Chair, International Advisory Board, (Former) Under Secretary-General and High Representative for Disarmament Affair of the United Nations

Won-Soo Kim spent more than 40 years as a South Korean diplomat and international civil servant.  As a Korean diplomat, he served as the Secretary to the President of the Republic of Korea for international security as well as foreign affairs and trade. He then served as the head of policy planning and ambassador for regional cooperation at the Ministry of Foreign Affairs, where he successfully led the then Foreign Minister Ban Ki-moon’s campaign for the 8th United Nations Secretary-General. Following the election, he moved to the UN as the head of the SDG’s transition team and took up the senior positions of the UN. Over the next decade, he coordinated the UN system’s response to global challenges at the highest level in a variety of roles, including the Assistant Secretary-General and the Deputy Chef de Cabinet to the SG, Senior Coordinator for the UN System, and the Under Secretary-General and High Representative for Disarmament Affairs.

 

He was educated at Seoul National University College of Law (Bachelor of Law) in the Republic of Korea as well as Johns Hopkins University School of Advanced International Studies (MA), and Stanford University School of Law (JSM and doctoral candidate) in the United States. He was a visiting scholar at Stanford University Center for International Security and Cooperation and the Asia-Pacific Research Center.

 

He has taught at Kyung Hee University, Yonsei University and Incheon National University as a chair professor, and advised international organizations as a member of the Eminent Persons Group of the Comprehensive Nuclear Test Ban Treaty Organization and as a board member of the Ban Ki-moon Center for Global Citizens in Vienna, Austria.

 

He is currently the Chair of the International Advisory Board of the TAEJAE Future Consensus Institute, where he leads research on global governance. His research focuses on examining challenges and exploring solutions required to transform global governance away from confrontation to cooperation and to overcome existential threats against humanity, including the specter of a resurgent nuclear arms race, climate and other unsustainability crises, and the risks from uncontrolled emerging technologies.

Excerpted records
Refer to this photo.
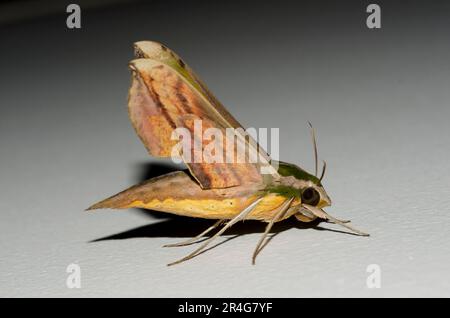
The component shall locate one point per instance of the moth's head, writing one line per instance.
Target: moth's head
(313, 198)
(315, 195)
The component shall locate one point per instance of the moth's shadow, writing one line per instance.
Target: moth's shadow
(185, 227)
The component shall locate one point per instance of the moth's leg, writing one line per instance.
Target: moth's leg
(324, 215)
(238, 218)
(310, 215)
(196, 238)
(341, 221)
(278, 216)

What this exercise asks
- A) Condense the paragraph in the Won-Soo Kim profile that begins "He was educated at" into a short bulleted list that keeps each school, degree, and visiting post.
- B) Answer these questions using the Won-Soo Kim profile:
(i) For how many years did he work as a South Korean diplomat and international civil servant?
(ii) At which three universities has he taught as a chair professor?
(iii) Which institute's International Advisory Board does he currently chair?
- C) Reproduce the passage of the Won-Soo Kim profile between "He has taught" and "in Vienna, Austria.", inclusive.

Solved problems
- A)
- Seoul National University College of Law, Republic of Korea: Bachelor of Law
- Johns Hopkins University School of Advanced International Studies, United States: MA
- Stanford University School of Law, United States: JSM and doctoral candidate
- Visiting scholar at Stanford University Center for International Security and Cooperation and the Asia-Pacific Research Center

- B)
(i) More than 40 years
(ii) Kyung Hee University, Yonsei University and Incheon National University
(iii) The TAEJAE Future Consensus Institute

- C)
He has taught at Kyung Hee University, Yonsei University and Incheon National University as a chair professor, and advised international organizations as a member of the Eminent Persons Group of the Comprehensive Nuclear Test Ban Treaty Organization and as a board member of the Ban Ki-moon Center for Global Citizens in Vienna, Austria.